Print the data below word for word, with every line left unchanged.

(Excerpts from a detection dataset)
==*==
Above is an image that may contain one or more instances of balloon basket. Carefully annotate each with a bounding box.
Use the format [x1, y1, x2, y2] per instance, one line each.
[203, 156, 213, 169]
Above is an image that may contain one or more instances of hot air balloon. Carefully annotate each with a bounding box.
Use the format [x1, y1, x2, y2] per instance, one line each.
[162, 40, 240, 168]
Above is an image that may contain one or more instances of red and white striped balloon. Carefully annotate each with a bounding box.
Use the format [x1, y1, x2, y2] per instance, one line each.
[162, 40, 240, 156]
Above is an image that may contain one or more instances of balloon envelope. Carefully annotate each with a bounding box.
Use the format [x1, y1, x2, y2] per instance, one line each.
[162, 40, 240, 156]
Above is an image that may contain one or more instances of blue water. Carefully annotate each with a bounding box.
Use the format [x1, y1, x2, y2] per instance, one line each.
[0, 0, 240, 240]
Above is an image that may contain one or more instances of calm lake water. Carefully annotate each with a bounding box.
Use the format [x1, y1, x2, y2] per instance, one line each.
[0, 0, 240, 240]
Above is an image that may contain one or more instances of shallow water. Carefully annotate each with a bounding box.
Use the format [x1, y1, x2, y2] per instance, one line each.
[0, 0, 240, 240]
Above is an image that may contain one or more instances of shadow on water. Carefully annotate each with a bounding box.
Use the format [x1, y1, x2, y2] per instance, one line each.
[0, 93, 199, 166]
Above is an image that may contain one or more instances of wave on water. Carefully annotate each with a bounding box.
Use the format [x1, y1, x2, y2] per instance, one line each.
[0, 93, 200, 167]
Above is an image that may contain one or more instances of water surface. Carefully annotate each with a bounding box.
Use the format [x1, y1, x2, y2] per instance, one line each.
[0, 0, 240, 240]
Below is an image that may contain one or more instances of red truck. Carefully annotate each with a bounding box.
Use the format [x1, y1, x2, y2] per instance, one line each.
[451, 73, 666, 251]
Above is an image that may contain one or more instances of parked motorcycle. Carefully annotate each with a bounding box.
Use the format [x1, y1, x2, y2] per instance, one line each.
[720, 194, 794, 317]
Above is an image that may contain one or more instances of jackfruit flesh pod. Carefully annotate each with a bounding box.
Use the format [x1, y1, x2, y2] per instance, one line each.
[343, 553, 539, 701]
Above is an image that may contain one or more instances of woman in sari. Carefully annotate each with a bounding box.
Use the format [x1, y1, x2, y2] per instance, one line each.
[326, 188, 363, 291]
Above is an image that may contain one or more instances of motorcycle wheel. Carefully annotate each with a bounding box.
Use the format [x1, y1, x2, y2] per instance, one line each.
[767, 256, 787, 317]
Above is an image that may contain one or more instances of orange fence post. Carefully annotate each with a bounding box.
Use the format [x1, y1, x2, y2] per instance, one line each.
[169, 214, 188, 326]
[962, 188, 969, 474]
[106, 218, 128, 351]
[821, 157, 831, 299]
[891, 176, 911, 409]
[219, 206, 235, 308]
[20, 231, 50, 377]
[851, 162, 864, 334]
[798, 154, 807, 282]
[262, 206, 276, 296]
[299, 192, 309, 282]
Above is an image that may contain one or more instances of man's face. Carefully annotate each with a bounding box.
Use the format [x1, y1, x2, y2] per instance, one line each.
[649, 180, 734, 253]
==*==
### TASK RESULT
Above is an image that may contain one or more instances of balloon basket. Carefully annotate each with a bounding box.
Use the format [x1, y1, x2, y2] per instance, one line each.
[203, 156, 213, 169]
Above is an image that may contain one or more instances of hot air balloon. Carefully annotate each with a bounding box.
Use the format [x1, y1, x2, y2] per instance, one line each.
[162, 40, 240, 168]
Above is an image that may contain one or more instances of red and white striped balloon. Carefully annotate each with a bounding box.
Use the format [x1, y1, x2, y2] per instance, one line each.
[162, 40, 240, 156]
Above is an image that may contain one or more instances of balloon envelope. Carefully annotate each with a bounding box.
Use the format [x1, y1, x2, y2] per instance, one line each.
[162, 40, 240, 156]
Above is an image that may contain one or more instances of blue water. Carefully annotate each with a bounding box.
Use the format [x1, y1, x2, y2] per instance, one line each.
[0, 0, 240, 240]
Above is an image that may contain one or more instances of calm lake water. Carefully annotate each with a bounding box.
Use the format [x1, y1, x2, y2] per instance, one line each.
[0, 0, 240, 240]
Above is an image that may contain one or more instances of shallow water. Carefully annotate each with a bounding box.
Use the format [x1, y1, x2, y2] per instance, one line each.
[0, 0, 240, 240]
Above is an image that may contain one or more instances of shadow on water. Carefully annotate each with a bounding box.
Use the format [x1, y1, x2, y2] per instance, one line each.
[0, 93, 199, 166]
Above is an image that may contain one or more instances of wave on water. Carefully annotate each with a bounding box.
Use the format [x1, y1, x2, y2] per instance, one line each.
[0, 93, 200, 167]
Above is an image that may contain one or more instances of water surface. Carefully annotate each with a bounding box.
Use the format [x1, y1, x2, y2] per instance, one line each.
[0, 0, 240, 240]
Below is an image that may contain one or more instances of red truck. Carefully annotate each with a bounding box.
Use the format [x1, y1, x2, y2] per instance, one line each.
[451, 73, 666, 251]
Above is an image that may contain one or more instances of parked motorcycle. Carefully annotate each with a bounding box.
Use the format [x1, y1, x2, y2] per instance, one line each.
[720, 194, 794, 317]
Above is an image that may contain one or more instances of jackfruit flesh pod. Carefully annotate each with a bounding box.
Use the format [x1, y1, x2, y2] per instance, one line each.
[343, 553, 539, 701]
Above is an image that may contain one or more instances of woman in sari. Carefully annotate each with a bounding box.
Use the format [x1, y1, x2, y2] per instance, one line each.
[326, 188, 363, 291]
Above is an image that may contain one or more instances of motorcycle wheel. Carefully annotate each with a bounding box.
Use the format [x1, y1, x2, y2] per instance, one line each.
[767, 256, 787, 317]
Above is an image that may contain one or more instances of orange fence post. Carefully annotate each with a bounding box.
Use the format [x1, y1, x2, y2] per instance, one line each.
[169, 214, 188, 326]
[962, 188, 969, 474]
[106, 218, 128, 351]
[821, 157, 831, 299]
[891, 176, 911, 409]
[219, 206, 235, 308]
[20, 231, 50, 377]
[851, 162, 864, 334]
[798, 154, 807, 282]
[262, 206, 276, 296]
[299, 192, 309, 282]
Above is an image that may contain one or more instances of man's face. Carefully annotate each with a bounding box.
Use the format [x1, y1, x2, y2] per instance, one line each.
[649, 180, 734, 253]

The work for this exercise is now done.